Image point grounding data:

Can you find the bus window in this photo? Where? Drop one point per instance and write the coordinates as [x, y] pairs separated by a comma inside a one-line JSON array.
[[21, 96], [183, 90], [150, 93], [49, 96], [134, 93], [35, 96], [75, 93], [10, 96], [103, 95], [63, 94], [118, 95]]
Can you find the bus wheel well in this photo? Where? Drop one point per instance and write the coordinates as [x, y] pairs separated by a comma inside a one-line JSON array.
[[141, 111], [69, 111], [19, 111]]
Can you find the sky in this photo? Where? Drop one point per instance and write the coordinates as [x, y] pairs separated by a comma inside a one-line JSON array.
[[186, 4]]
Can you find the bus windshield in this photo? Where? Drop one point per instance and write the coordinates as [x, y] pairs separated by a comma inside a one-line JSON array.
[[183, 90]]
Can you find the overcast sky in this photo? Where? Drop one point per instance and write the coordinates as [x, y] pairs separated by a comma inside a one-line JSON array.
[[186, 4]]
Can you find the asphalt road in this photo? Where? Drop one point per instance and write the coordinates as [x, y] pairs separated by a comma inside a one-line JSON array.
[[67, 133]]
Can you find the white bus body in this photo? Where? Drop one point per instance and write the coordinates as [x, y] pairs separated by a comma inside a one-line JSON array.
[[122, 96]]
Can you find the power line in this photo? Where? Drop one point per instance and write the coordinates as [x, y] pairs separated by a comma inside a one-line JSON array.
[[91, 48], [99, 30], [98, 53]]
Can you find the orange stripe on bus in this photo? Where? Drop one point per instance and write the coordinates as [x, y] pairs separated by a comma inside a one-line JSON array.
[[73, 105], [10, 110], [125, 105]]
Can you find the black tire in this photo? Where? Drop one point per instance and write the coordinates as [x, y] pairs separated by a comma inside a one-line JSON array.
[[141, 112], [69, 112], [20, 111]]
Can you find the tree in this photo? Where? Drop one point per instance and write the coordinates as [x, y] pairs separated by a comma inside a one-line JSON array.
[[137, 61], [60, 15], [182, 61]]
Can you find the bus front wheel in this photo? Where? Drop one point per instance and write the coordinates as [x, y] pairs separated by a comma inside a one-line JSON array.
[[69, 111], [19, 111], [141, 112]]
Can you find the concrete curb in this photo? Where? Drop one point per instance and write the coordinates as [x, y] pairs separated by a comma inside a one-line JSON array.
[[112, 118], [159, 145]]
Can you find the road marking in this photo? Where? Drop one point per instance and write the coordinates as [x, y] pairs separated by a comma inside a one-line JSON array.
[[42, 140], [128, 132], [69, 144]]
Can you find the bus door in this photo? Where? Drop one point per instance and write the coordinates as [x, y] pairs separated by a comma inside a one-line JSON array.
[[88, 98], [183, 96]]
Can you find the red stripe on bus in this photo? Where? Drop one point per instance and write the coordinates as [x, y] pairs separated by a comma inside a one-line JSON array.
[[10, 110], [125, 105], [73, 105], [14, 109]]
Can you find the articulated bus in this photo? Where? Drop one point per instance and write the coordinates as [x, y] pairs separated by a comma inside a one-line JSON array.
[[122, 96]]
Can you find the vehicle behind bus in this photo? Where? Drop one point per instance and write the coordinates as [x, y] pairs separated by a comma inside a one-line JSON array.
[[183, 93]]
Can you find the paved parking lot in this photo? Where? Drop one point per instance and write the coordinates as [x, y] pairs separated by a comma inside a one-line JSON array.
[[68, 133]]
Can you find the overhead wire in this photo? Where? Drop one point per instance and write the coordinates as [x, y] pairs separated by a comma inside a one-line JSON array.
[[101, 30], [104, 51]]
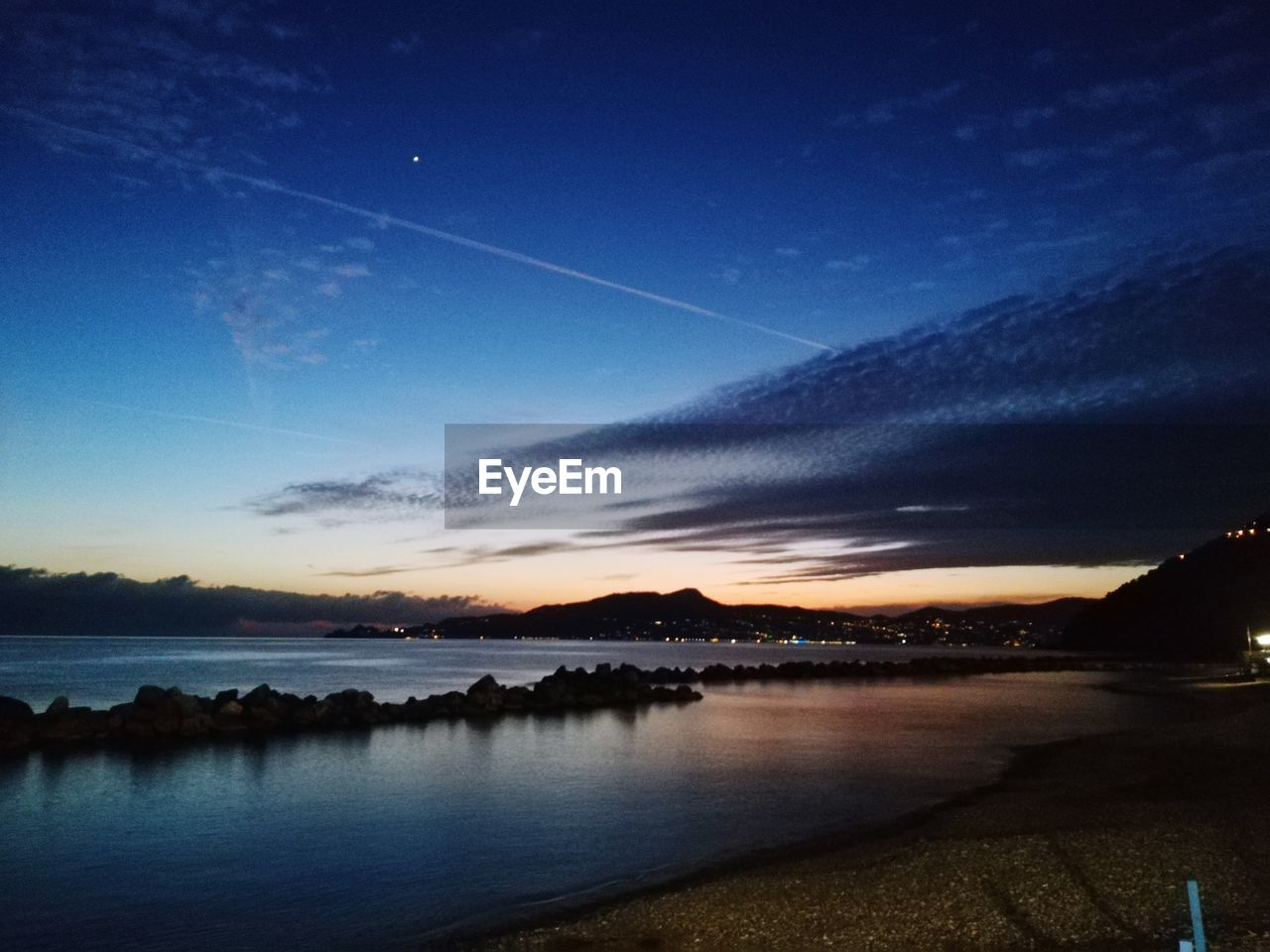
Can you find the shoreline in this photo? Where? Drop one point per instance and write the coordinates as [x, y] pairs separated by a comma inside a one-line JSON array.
[[159, 715], [652, 916]]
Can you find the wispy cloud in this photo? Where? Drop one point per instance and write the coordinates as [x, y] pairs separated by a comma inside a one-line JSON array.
[[113, 604], [218, 421], [393, 494], [131, 151], [885, 111]]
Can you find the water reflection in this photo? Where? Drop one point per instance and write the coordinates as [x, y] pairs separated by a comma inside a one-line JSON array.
[[375, 838]]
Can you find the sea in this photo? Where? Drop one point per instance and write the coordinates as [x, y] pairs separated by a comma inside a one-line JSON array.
[[416, 835]]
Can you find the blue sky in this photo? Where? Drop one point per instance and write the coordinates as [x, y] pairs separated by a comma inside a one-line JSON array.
[[202, 304]]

What is being asked |
Repeat, exactly and in full, every entry in the data, but not the pictures.

Reply |
Can you find the bus window in this photo? Where? Drop one point per instance and write the coordinates as [x, y] pairs separated by a comma inside a one-line JSON array.
[[21, 96], [183, 90], [150, 93], [49, 96], [134, 93], [35, 96], [75, 93], [10, 96], [103, 95], [63, 94], [118, 95]]
Can you find the bus wheel well in this photo? Where? Drop one point per instance and write the coordinates as [x, y] pairs separated by a comma inside a one-line JSON array.
[[141, 111], [69, 111], [19, 111]]
Can you find the sky in this photo? Where? Drop one point per instance and write the coordinates as [x, y] pairs separated by a comma inside a one-line JSON array.
[[186, 4]]
Can you find the bus windshield in this photo? Where? Drop one point per instance and write the coordinates as [x, y] pairs separated by a comma inside a one-line JSON array.
[[183, 90]]
Can you find the overcast sky in this photo? Where? Drop one point per instance and write the coordinates as [x, y] pairs separated by a comma inside a one-line JSON array.
[[186, 4]]
Can you find the asphalt road in this photo? Where? Drop one point per instance and write the coordinates as [x, y] pairs separated by a comma inside a one-line JSON array.
[[67, 133]]
Can you find the white bus body in this photo? Where? Drop one point per instance and write the coordinates as [x, y] pairs separated by a comma inside a one-line JSON array.
[[122, 96]]
Can you find the power line in this photo? Where? Drop one point per instance and write the coordinates as [x, y] pairs separated by a comma inside a one-line JSON array.
[[91, 48], [99, 30], [98, 53]]
Can you find the orange stripe on bus in this photo? Where? Drop one point per instance and write the coordinates as [x, y] pairs separated by a comma inside a one-line JSON array.
[[73, 105], [10, 110], [125, 105]]
Can you find the black tire in this photo? Where? Drop one point per instance and write the coordinates as [x, y] pairs separated by a comma inside a one-line JSON array.
[[141, 112], [69, 112], [20, 111]]
Can you find the tree in this photo? Where? Drop one point per instance and write the coordinates as [x, y] pairs separated by a comma inside a one-line JSON array.
[[137, 61], [60, 15], [182, 61]]
Can you find the bus front wheel in this photo? Where? Drop one point per instance and write the coordinates as [x, y] pairs separated by a comma inside a one-line JSON array.
[[69, 111], [19, 111], [141, 112]]
Can you find the concrete curb in this photo? Where? Drop one point per instance and write the coordinates as [x, y] pairs separated by a comma inside a one-line JSON array.
[[112, 118], [159, 145]]
Can you find the road marking in this photo? Where? Drop one point per instance and write the coordinates as [x, y] pairs separated by a comma inside a one-line JSON array.
[[42, 140], [128, 132], [69, 144]]
Can you find the bus door in this photo? Where? Drop one point per instance and write the coordinates as [x, y] pairs separated by a comma inside a one-line JSON array.
[[88, 98], [183, 96]]
Can you find the red stripe on bus in this photo? Where? Drop one point per instance and write the coordinates as [x, y] pairs separated by a comma inside a one-line JSON array.
[[10, 110], [125, 105], [73, 105], [14, 109]]
Can you find the articulated bus in this photo? Where? Drop one point per instance and write the coordinates as [x, y] pairs separated by a comma inside a one-line JSON array.
[[122, 96]]
Can you find the vehicle behind bus in this photo? Where? Drop one point per instance and write the coordinates as [x, y] pairs separated by a comma inside a one-line JSON array.
[[183, 93]]
Can you find the paved parking lot in this photo? Where? Drop one point per instance and write the coordinates as [x, y] pairs separated by a comma inside a one-line JSON array.
[[68, 133]]
Can you find the overhead wire in this photo? Where? Drop one point per instance and write the coordinates as [x, y] pairs separated by a comma inside a one-line JSON array.
[[101, 30], [104, 51]]
Can you find the shoreline in this photo? Where? Drop one point per instance and write the coordinates as [x, y] pairs separated by a comma inside a one-line JSON array.
[[159, 715], [652, 916]]
Can you find the wispy cloud in this photo? Where? Drop one point per instance and write the coordinates as [x, y] pairs separated by a comma inside a one-line JSON array.
[[113, 604], [218, 421], [393, 494], [131, 151], [885, 111]]
Can you find the water reflection in this photo? Where? Drop one point per instance and write the coordinates as [x, y] pairs separated by a comma inside a one-line JSON array.
[[375, 838]]
Can you find the sea in this photo? Where? Drop one point per instance and write the coordinates as [x, y] pairs separated by a comma inside a one-line JSON array.
[[416, 835]]
Can you find the blue sky in this photo? Where? Drop one point per instance and write the coordinates as [x, y] pairs separated by a comma inside a one-line JSON array.
[[202, 304]]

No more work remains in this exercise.